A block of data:
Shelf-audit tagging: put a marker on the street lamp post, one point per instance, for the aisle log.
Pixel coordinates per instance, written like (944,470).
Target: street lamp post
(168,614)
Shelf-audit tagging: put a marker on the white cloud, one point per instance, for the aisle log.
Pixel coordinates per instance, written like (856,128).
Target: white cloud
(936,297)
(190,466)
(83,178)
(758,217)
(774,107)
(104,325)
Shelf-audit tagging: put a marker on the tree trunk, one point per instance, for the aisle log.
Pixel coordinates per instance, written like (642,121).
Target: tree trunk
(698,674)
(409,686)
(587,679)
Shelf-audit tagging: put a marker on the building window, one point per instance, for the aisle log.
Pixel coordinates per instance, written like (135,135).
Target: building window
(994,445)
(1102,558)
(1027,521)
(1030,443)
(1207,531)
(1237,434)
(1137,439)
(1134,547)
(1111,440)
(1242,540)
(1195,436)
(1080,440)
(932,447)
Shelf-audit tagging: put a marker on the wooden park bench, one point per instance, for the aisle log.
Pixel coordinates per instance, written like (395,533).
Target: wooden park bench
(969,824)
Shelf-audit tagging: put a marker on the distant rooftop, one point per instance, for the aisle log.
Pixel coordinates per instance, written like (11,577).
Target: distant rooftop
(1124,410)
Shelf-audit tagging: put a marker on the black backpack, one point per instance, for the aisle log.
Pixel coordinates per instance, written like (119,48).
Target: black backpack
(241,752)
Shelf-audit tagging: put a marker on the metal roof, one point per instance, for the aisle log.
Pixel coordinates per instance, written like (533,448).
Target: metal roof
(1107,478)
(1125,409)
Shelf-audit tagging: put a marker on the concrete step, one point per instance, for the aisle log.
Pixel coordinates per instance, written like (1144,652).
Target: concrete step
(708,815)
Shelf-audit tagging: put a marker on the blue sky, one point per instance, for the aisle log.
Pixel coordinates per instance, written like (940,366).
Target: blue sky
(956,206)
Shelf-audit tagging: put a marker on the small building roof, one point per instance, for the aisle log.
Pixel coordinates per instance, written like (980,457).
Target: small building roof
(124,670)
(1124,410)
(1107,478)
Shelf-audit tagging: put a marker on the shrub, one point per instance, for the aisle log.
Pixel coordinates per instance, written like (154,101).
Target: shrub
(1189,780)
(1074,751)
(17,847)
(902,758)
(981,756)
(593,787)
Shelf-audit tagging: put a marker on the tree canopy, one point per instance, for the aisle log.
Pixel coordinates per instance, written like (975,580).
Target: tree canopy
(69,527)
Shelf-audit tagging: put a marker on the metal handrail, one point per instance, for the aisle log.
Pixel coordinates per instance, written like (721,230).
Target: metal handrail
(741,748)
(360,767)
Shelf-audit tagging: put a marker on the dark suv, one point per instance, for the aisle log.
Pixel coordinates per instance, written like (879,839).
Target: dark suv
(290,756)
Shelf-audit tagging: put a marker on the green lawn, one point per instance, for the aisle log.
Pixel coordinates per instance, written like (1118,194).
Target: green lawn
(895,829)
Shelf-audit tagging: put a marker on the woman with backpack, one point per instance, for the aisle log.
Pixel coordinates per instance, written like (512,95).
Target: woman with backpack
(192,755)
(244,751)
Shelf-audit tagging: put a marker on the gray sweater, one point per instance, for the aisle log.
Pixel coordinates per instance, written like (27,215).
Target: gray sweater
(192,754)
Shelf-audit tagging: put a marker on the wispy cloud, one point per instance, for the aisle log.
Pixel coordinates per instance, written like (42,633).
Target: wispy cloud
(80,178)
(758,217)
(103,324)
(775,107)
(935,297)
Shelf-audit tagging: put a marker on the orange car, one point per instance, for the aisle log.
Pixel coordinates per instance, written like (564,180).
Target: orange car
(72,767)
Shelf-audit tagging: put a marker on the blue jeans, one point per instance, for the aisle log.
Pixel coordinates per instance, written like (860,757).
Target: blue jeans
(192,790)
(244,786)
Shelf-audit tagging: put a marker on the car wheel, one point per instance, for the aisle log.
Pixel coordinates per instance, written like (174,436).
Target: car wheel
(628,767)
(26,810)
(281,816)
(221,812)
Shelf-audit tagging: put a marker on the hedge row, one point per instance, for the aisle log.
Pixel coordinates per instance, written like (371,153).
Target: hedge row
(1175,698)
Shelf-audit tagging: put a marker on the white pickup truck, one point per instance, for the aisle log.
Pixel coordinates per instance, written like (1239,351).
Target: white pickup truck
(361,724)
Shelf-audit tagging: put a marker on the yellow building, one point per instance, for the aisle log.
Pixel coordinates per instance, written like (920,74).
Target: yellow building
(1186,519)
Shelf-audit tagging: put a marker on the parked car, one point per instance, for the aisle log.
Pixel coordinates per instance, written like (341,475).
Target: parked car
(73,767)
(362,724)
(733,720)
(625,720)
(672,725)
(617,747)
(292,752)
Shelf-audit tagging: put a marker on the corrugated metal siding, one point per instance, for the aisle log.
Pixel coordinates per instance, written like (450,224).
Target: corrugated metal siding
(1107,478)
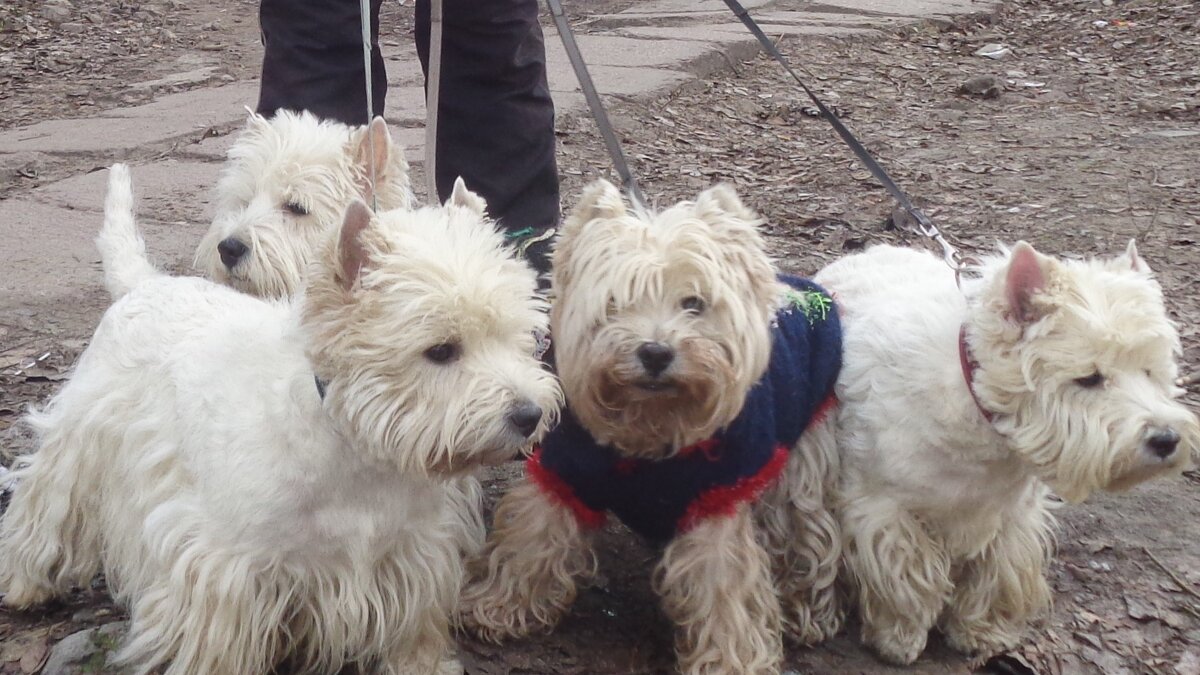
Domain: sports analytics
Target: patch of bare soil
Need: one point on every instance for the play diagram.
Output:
(1084, 136)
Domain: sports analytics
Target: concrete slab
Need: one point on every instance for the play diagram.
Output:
(778, 29)
(115, 136)
(211, 149)
(405, 105)
(202, 107)
(168, 190)
(688, 6)
(118, 131)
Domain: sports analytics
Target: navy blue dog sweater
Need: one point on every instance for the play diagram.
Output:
(659, 499)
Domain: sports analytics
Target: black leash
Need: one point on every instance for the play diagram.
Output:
(923, 225)
(594, 103)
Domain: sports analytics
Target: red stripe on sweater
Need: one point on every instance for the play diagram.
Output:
(724, 500)
(558, 490)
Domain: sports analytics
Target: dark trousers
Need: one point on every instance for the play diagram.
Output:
(496, 119)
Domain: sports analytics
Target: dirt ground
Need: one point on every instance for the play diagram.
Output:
(1091, 138)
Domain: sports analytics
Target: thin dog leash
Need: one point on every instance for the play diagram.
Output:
(921, 222)
(433, 82)
(594, 103)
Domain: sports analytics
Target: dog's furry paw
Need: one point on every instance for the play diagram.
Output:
(897, 646)
(507, 619)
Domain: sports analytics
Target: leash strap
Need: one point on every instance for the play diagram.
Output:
(921, 221)
(365, 19)
(594, 103)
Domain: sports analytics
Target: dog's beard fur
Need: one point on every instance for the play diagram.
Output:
(294, 161)
(689, 406)
(946, 512)
(1089, 317)
(243, 519)
(619, 281)
(693, 281)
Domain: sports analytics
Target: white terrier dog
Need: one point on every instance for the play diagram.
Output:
(262, 483)
(959, 411)
(691, 371)
(285, 187)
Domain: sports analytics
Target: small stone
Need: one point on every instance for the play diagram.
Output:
(982, 87)
(82, 647)
(57, 12)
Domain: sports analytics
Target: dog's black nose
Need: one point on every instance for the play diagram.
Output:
(232, 250)
(525, 418)
(655, 357)
(1163, 442)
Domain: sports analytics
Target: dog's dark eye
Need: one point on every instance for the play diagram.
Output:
(693, 304)
(445, 352)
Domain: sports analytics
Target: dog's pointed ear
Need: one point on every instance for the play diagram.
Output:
(461, 196)
(600, 199)
(724, 211)
(1131, 260)
(1025, 279)
(372, 148)
(352, 252)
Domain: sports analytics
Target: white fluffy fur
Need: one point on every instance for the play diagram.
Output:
(732, 585)
(294, 159)
(244, 519)
(946, 515)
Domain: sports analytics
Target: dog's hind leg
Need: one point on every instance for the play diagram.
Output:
(526, 578)
(1003, 587)
(717, 586)
(48, 541)
(804, 538)
(899, 572)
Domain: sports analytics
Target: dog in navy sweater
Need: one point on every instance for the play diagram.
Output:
(697, 382)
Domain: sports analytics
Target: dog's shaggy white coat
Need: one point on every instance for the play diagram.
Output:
(283, 189)
(946, 515)
(245, 519)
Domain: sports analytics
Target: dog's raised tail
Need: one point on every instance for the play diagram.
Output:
(121, 249)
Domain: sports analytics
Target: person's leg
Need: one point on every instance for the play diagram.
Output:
(496, 125)
(312, 59)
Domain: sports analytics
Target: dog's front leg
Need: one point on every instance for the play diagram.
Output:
(1002, 589)
(717, 586)
(900, 573)
(526, 578)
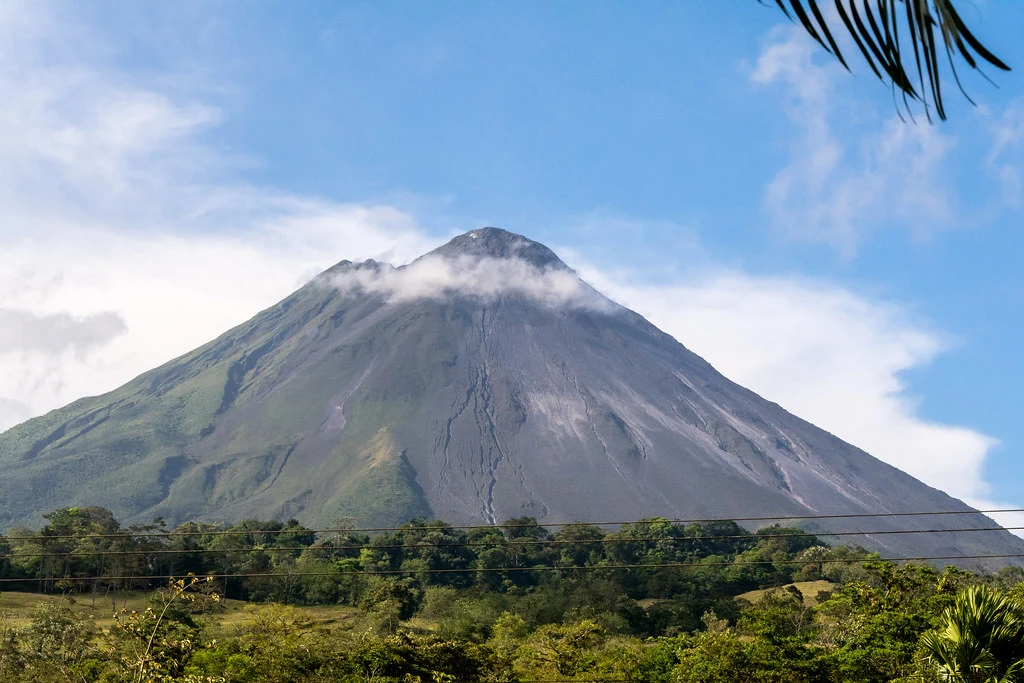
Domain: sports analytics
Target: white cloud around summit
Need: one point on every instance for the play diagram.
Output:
(128, 242)
(436, 278)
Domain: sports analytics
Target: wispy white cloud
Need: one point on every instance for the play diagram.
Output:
(115, 215)
(437, 278)
(127, 241)
(1006, 158)
(840, 186)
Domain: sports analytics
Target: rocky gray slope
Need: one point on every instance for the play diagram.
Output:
(480, 383)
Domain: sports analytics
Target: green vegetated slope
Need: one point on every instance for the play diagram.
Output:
(213, 430)
(347, 401)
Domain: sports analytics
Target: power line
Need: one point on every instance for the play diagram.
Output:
(444, 526)
(591, 567)
(85, 553)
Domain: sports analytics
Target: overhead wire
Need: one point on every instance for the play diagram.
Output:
(443, 525)
(449, 570)
(89, 553)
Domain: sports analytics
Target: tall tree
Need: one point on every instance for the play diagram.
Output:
(981, 639)
(904, 42)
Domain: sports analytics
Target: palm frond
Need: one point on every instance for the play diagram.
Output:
(903, 48)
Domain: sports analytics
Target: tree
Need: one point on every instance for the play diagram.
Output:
(981, 639)
(898, 40)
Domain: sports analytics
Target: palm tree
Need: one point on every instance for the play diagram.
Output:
(981, 639)
(898, 40)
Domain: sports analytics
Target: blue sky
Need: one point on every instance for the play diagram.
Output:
(170, 169)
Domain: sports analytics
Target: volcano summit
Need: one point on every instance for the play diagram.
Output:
(481, 382)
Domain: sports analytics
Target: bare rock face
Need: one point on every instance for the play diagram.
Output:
(484, 381)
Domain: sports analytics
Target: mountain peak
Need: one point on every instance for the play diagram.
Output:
(499, 244)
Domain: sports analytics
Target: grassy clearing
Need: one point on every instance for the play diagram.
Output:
(809, 589)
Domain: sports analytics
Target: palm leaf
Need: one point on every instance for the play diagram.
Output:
(905, 49)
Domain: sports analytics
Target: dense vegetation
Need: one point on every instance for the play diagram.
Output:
(650, 601)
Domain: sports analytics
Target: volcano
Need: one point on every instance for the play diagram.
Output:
(483, 381)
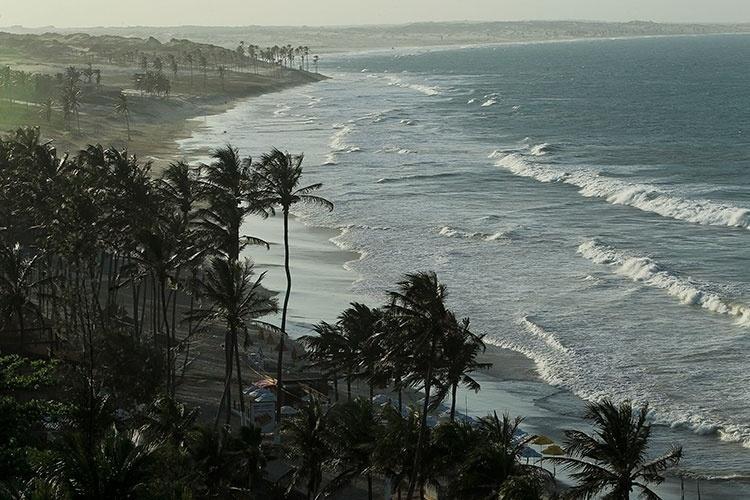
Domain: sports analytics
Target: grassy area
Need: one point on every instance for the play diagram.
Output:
(203, 79)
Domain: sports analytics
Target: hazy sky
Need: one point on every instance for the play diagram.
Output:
(74, 13)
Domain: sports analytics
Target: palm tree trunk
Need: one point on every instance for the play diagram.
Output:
(423, 418)
(279, 371)
(453, 402)
(240, 395)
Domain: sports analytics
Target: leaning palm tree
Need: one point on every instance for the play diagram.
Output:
(352, 434)
(613, 460)
(237, 300)
(360, 325)
(119, 465)
(460, 348)
(307, 446)
(46, 109)
(122, 107)
(419, 303)
(277, 178)
(18, 283)
(328, 351)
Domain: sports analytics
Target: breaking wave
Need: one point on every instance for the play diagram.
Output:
(650, 273)
(403, 178)
(642, 196)
(424, 89)
(451, 232)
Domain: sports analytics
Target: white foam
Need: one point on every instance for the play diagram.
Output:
(540, 149)
(538, 330)
(424, 89)
(451, 232)
(642, 196)
(650, 273)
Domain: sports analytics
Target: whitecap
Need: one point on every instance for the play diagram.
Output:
(617, 192)
(648, 272)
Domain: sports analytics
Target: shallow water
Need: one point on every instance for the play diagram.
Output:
(587, 204)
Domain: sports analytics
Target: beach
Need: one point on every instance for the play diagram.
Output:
(511, 237)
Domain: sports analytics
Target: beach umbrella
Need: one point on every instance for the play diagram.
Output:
(380, 399)
(542, 441)
(289, 410)
(527, 452)
(553, 450)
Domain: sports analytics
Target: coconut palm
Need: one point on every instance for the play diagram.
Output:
(237, 301)
(46, 109)
(71, 99)
(277, 177)
(118, 466)
(307, 446)
(328, 351)
(122, 107)
(18, 282)
(614, 459)
(495, 459)
(460, 350)
(360, 325)
(419, 303)
(228, 187)
(352, 434)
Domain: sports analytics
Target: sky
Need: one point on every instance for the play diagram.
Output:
(80, 13)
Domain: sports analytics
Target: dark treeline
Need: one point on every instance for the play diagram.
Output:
(107, 272)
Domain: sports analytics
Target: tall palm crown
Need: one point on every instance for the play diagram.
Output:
(614, 458)
(17, 283)
(277, 178)
(419, 303)
(360, 325)
(460, 348)
(307, 443)
(278, 175)
(228, 185)
(233, 296)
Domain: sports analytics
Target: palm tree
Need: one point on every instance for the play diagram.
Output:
(360, 325)
(496, 458)
(277, 178)
(614, 459)
(420, 304)
(327, 350)
(353, 436)
(307, 446)
(122, 108)
(460, 350)
(18, 282)
(47, 107)
(118, 466)
(237, 301)
(72, 101)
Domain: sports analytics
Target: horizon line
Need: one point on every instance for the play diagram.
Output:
(374, 25)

**Written instruction**
Count how many lines of the entries above contain the string "rooftop", treating uppercase and lowercase as different, and reply with the number alone.

**Answer to the problem**
2